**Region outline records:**
--- Begin ---
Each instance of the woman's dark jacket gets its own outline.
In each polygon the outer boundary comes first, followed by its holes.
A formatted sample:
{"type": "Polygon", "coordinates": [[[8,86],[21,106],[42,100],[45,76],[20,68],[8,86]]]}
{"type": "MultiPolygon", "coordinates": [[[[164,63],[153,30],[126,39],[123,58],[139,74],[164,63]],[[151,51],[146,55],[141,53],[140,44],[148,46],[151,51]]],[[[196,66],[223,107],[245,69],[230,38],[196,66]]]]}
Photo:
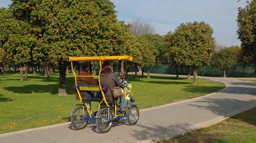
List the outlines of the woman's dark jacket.
{"type": "MultiPolygon", "coordinates": [[[[111,72],[105,74],[101,74],[99,78],[100,79],[100,84],[107,86],[108,88],[109,88],[109,87],[107,84],[107,82],[110,86],[112,86],[112,87],[119,86],[122,88],[125,87],[125,86],[119,81],[117,76],[114,74],[114,72],[111,72]],[[108,80],[108,82],[107,82],[107,80],[108,80]]],[[[107,92],[105,94],[105,97],[108,102],[113,100],[113,96],[109,89],[108,89],[107,92]]]]}

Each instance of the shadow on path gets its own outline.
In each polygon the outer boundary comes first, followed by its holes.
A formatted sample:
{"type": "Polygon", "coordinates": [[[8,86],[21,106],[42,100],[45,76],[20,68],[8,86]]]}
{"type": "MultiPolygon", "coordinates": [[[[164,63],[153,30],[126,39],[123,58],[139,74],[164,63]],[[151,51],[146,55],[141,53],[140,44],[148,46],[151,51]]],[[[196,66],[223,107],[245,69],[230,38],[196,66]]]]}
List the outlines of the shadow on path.
{"type": "Polygon", "coordinates": [[[182,133],[191,130],[191,125],[188,123],[177,123],[174,125],[169,125],[166,126],[149,125],[144,126],[140,124],[136,124],[142,128],[142,130],[134,130],[131,134],[139,140],[151,140],[153,142],[158,141],[157,138],[162,140],[170,137],[170,136],[178,135],[182,133]]]}

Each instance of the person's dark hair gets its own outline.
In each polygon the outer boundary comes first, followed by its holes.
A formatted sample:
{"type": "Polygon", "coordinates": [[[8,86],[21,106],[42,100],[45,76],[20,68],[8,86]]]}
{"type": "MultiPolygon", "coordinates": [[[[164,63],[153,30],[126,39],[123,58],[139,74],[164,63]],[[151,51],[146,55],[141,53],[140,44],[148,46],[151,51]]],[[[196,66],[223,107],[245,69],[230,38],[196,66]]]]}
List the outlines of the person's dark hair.
{"type": "MultiPolygon", "coordinates": [[[[82,68],[83,68],[83,70],[85,70],[87,68],[88,68],[89,67],[90,67],[90,66],[89,65],[89,64],[87,62],[84,62],[82,64],[82,68]]],[[[87,71],[86,71],[87,72],[87,71]]]]}
{"type": "Polygon", "coordinates": [[[101,66],[101,72],[103,74],[108,73],[111,72],[111,66],[109,62],[105,62],[101,66]]]}

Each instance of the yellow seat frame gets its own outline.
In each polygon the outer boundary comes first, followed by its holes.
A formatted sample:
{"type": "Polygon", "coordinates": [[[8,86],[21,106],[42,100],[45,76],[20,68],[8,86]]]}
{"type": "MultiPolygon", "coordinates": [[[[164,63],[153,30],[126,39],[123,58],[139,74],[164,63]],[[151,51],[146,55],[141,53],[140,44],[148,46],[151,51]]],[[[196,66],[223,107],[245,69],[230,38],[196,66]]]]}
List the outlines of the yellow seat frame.
{"type": "MultiPolygon", "coordinates": [[[[100,104],[103,102],[105,102],[107,106],[109,106],[106,98],[105,98],[105,94],[104,94],[101,88],[101,86],[100,84],[100,78],[99,78],[99,76],[100,73],[101,72],[101,64],[103,61],[109,61],[109,60],[127,60],[127,61],[132,61],[133,60],[133,58],[130,56],[91,56],[91,57],[69,57],[69,61],[71,62],[71,70],[75,77],[75,83],[76,85],[76,87],[77,87],[77,83],[76,81],[77,77],[92,77],[92,78],[97,78],[98,79],[98,84],[99,87],[101,92],[101,94],[102,95],[103,100],[99,103],[100,104]],[[99,61],[99,66],[100,66],[100,71],[99,72],[99,74],[98,76],[77,76],[76,75],[75,71],[74,71],[74,69],[73,68],[73,62],[74,61],[99,61]]],[[[130,84],[131,88],[130,88],[129,92],[126,92],[126,90],[124,90],[124,94],[126,94],[126,93],[130,93],[132,94],[132,96],[134,94],[131,92],[132,88],[132,85],[130,84]]],[[[76,91],[77,92],[77,94],[78,94],[78,96],[81,102],[83,102],[82,97],[80,94],[80,92],[76,88],[76,91]]],[[[125,98],[126,100],[126,98],[125,98]]],[[[91,118],[91,110],[89,110],[89,108],[88,107],[86,104],[84,104],[85,106],[86,107],[87,110],[89,112],[89,114],[90,117],[91,118]]],[[[99,106],[98,110],[99,110],[100,106],[99,106]]],[[[91,107],[90,108],[91,109],[91,107]]],[[[115,105],[115,114],[114,116],[116,117],[118,116],[121,116],[121,114],[118,115],[116,114],[116,108],[115,105]]]]}

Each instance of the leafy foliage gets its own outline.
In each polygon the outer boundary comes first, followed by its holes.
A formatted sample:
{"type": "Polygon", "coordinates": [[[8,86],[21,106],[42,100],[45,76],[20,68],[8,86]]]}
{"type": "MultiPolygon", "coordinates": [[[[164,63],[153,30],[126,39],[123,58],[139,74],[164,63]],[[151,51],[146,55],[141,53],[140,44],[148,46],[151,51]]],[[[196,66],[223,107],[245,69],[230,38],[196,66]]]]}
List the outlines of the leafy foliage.
{"type": "Polygon", "coordinates": [[[215,52],[212,57],[211,64],[225,70],[237,64],[240,50],[239,47],[232,46],[215,52]]]}
{"type": "Polygon", "coordinates": [[[203,22],[181,24],[166,36],[169,64],[190,67],[209,64],[215,47],[213,32],[203,22]]]}
{"type": "Polygon", "coordinates": [[[158,64],[165,64],[166,60],[164,54],[166,50],[164,36],[158,34],[146,34],[142,35],[141,37],[146,38],[153,46],[152,51],[156,58],[155,62],[158,64]]]}
{"type": "Polygon", "coordinates": [[[239,8],[237,33],[241,41],[244,62],[256,62],[256,1],[247,1],[244,8],[239,8]]]}
{"type": "Polygon", "coordinates": [[[28,34],[29,26],[16,20],[6,8],[0,9],[0,40],[5,51],[6,60],[9,64],[23,66],[30,59],[30,48],[35,38],[28,34]]]}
--- End ---
**SET EXERCISE:** Copy out all of the records above word for word, leaving out the pictures.

**ANSWER TO THE TASK:**
Each instance of the woman's dark jacket gets its own outline.
In each polygon the outer boundary comes first, followed by its holes.
A formatted sample:
{"type": "Polygon", "coordinates": [[[8,86],[21,106],[42,100],[45,76],[20,68],[8,86]]]}
{"type": "MultiPolygon", "coordinates": [[[[164,63],[153,30],[126,39],[123,58],[139,74],[164,63]],[[151,51],[146,55],[141,53],[140,44],[148,46],[151,51]]],[[[196,66],[223,107],[245,69],[230,38],[196,66]]]]}
Photo:
List the outlines of the woman's dark jacket.
{"type": "MultiPolygon", "coordinates": [[[[111,72],[105,74],[101,74],[99,78],[100,79],[100,84],[107,86],[108,88],[109,88],[109,87],[107,84],[107,82],[110,86],[112,86],[112,87],[119,86],[122,88],[125,87],[125,86],[119,81],[117,76],[114,74],[114,72],[111,72]],[[108,80],[108,82],[107,82],[107,80],[108,80]]],[[[107,92],[105,94],[105,97],[108,102],[113,100],[113,96],[109,89],[108,89],[107,92]]]]}

Each instance of the shadow on path gets its own outline.
In each polygon the outer boundary comes first, followed by its holes.
A formatted sample:
{"type": "Polygon", "coordinates": [[[8,86],[21,106],[42,100],[45,76],[20,68],[8,86]]]}
{"type": "MultiPolygon", "coordinates": [[[[164,63],[153,30],[126,39],[123,58],[139,74],[164,63]],[[151,51],[146,55],[141,53],[140,44],[148,46],[151,51]]],[[[196,66],[223,107],[245,69],[230,38],[196,66]]]]}
List the outlines of the shadow on path.
{"type": "Polygon", "coordinates": [[[182,133],[191,130],[191,125],[188,123],[177,123],[174,125],[169,125],[166,126],[149,125],[144,126],[140,124],[136,124],[142,128],[142,130],[134,130],[131,134],[139,140],[151,140],[153,142],[158,141],[157,138],[162,140],[170,137],[170,136],[178,135],[182,133]]]}

Each instance of the person's dark hair gets its own outline.
In each polygon the outer boundary comes first, followed by its holes.
A formatted sample:
{"type": "Polygon", "coordinates": [[[8,86],[21,106],[42,100],[45,76],[20,68],[8,86]]]}
{"type": "MultiPolygon", "coordinates": [[[[164,63],[153,30],[126,39],[123,58],[139,74],[164,63]],[[151,51],[146,55],[141,53],[140,44],[148,46],[151,51]]],[[[196,66],[223,107],[245,69],[230,38],[196,66]]]]}
List the outlines of the person's dark hair.
{"type": "MultiPolygon", "coordinates": [[[[82,68],[83,68],[83,70],[85,70],[87,68],[88,68],[89,67],[90,67],[90,66],[89,65],[89,64],[87,62],[84,62],[82,64],[82,68]]],[[[87,71],[86,71],[87,72],[87,71]]]]}
{"type": "Polygon", "coordinates": [[[101,66],[101,72],[103,74],[108,73],[111,72],[111,66],[109,62],[105,62],[101,66]]]}

Each instance of the yellow seat frame gets its own outline.
In each polygon the outer boundary comes first, followed by its holes.
A formatted sample:
{"type": "Polygon", "coordinates": [[[8,86],[21,106],[42,100],[45,76],[20,68],[8,86]]]}
{"type": "MultiPolygon", "coordinates": [[[[164,63],[153,30],[126,39],[123,58],[139,74],[164,63]],[[151,51],[146,55],[141,53],[140,44],[148,46],[151,51]]],[[[196,66],[223,107],[245,69],[230,38],[196,66]]]]}
List the outlines of the yellow seat frame.
{"type": "MultiPolygon", "coordinates": [[[[100,104],[103,102],[105,102],[107,106],[109,106],[106,98],[105,98],[105,94],[104,94],[101,88],[101,86],[100,84],[100,78],[99,78],[99,76],[100,73],[101,72],[101,64],[103,61],[109,61],[109,60],[127,60],[127,61],[132,61],[133,60],[133,58],[130,56],[91,56],[91,57],[69,57],[69,61],[71,62],[71,70],[75,77],[75,83],[76,85],[76,87],[77,87],[77,83],[76,81],[77,77],[92,77],[92,78],[97,78],[98,79],[98,84],[99,87],[101,92],[101,94],[102,95],[103,100],[99,103],[100,104]],[[99,61],[99,66],[100,66],[100,71],[99,72],[99,74],[98,76],[77,76],[76,75],[75,71],[74,71],[74,69],[73,68],[73,62],[74,61],[99,61]]],[[[130,84],[131,88],[130,88],[129,92],[126,92],[126,90],[124,90],[124,94],[126,94],[126,93],[130,93],[132,94],[132,96],[134,94],[131,92],[132,88],[132,85],[130,84]]],[[[76,91],[77,92],[77,94],[78,94],[78,96],[81,102],[83,102],[82,97],[80,94],[80,92],[76,88],[76,91]]],[[[125,98],[126,100],[126,98],[125,98]]],[[[91,118],[91,110],[89,110],[89,108],[88,107],[86,104],[84,104],[85,106],[86,107],[87,110],[89,112],[89,114],[90,117],[91,118]]],[[[99,106],[98,110],[99,110],[100,106],[99,106]]],[[[91,107],[90,108],[91,109],[91,107]]],[[[115,105],[115,114],[114,116],[116,117],[118,116],[121,116],[121,114],[118,115],[116,114],[116,108],[115,105]]]]}

Each instance of the leafy foliage gets its own outline.
In each polygon the outer boundary comes first, followed by its holes.
A formatted sample:
{"type": "Polygon", "coordinates": [[[8,86],[21,106],[42,100],[45,76],[20,68],[8,86]]]}
{"type": "MultiPolygon", "coordinates": [[[[164,63],[153,30],[126,39],[123,58],[139,74],[164,63]],[[151,51],[146,55],[141,53],[140,44],[148,46],[151,51]]],[[[196,66],[223,107],[245,69],[230,38],[196,66]]]]}
List the outlines of the leafy foliage.
{"type": "Polygon", "coordinates": [[[215,52],[212,57],[211,64],[225,70],[237,64],[240,50],[239,47],[232,46],[215,52]]]}
{"type": "Polygon", "coordinates": [[[203,22],[181,24],[166,36],[169,64],[190,67],[209,64],[215,47],[213,32],[203,22]]]}
{"type": "Polygon", "coordinates": [[[158,64],[165,64],[166,60],[164,54],[166,50],[164,36],[158,34],[146,34],[142,35],[141,37],[146,38],[153,46],[152,51],[156,58],[155,62],[158,64]]]}
{"type": "Polygon", "coordinates": [[[239,8],[237,33],[241,41],[244,62],[256,62],[256,1],[247,1],[244,8],[239,8]]]}
{"type": "Polygon", "coordinates": [[[28,34],[29,26],[16,20],[6,8],[0,9],[0,40],[5,51],[6,60],[9,64],[23,66],[30,59],[30,48],[35,38],[28,34]]]}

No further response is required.